REQUIREMENTS:
Count the lines below that contain the string "building" and give only that number.

SUPPLIED RECORDS:
========================
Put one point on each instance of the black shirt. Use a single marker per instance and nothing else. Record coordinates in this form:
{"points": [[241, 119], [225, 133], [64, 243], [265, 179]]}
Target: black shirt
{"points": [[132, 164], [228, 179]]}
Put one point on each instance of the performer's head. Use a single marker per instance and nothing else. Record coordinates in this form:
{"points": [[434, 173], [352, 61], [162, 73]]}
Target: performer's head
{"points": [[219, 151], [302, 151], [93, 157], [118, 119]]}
========================
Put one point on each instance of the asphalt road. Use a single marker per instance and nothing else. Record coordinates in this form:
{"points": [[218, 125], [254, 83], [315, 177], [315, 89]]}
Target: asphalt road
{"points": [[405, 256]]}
========================
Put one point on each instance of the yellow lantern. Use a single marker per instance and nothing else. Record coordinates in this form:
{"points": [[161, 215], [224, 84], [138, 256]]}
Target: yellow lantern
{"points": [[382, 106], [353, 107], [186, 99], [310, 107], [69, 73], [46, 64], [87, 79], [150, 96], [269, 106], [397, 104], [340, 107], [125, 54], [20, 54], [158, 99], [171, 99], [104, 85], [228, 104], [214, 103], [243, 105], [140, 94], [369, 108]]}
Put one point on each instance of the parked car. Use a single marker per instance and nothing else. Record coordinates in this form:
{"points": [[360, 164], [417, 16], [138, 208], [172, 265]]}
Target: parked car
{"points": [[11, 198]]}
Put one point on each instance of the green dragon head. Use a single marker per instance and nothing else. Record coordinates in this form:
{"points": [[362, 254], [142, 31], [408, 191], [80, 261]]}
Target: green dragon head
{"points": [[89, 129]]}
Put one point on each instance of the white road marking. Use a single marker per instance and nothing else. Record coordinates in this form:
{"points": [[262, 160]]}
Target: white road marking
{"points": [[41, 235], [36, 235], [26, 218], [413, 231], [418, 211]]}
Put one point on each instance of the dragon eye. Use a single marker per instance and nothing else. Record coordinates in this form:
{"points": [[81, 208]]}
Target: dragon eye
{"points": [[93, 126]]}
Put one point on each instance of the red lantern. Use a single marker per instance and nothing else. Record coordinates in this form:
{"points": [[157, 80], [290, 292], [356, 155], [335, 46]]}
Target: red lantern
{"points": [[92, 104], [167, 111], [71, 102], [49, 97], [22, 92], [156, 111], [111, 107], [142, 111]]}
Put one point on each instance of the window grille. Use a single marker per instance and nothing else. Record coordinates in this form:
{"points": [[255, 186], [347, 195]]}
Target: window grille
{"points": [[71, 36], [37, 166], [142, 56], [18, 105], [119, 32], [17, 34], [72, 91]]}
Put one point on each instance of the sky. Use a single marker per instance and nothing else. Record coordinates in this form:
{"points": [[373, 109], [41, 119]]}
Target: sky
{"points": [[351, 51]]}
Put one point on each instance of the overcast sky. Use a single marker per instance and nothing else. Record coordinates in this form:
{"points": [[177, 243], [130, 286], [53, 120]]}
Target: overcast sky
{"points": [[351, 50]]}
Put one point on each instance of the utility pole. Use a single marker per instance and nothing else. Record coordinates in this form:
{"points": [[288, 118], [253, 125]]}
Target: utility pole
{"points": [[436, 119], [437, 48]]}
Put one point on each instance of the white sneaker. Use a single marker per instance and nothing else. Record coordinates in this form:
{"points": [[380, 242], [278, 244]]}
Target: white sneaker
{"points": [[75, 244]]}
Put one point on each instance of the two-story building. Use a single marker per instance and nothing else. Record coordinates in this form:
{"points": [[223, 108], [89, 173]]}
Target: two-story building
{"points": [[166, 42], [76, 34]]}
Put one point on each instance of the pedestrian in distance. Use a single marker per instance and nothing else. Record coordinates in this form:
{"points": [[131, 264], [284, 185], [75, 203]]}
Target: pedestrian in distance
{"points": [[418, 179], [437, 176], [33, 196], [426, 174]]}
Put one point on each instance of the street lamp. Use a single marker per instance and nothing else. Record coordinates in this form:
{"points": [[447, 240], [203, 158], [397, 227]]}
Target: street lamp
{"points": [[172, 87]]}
========================
ANSWER TO THIS TASK:
2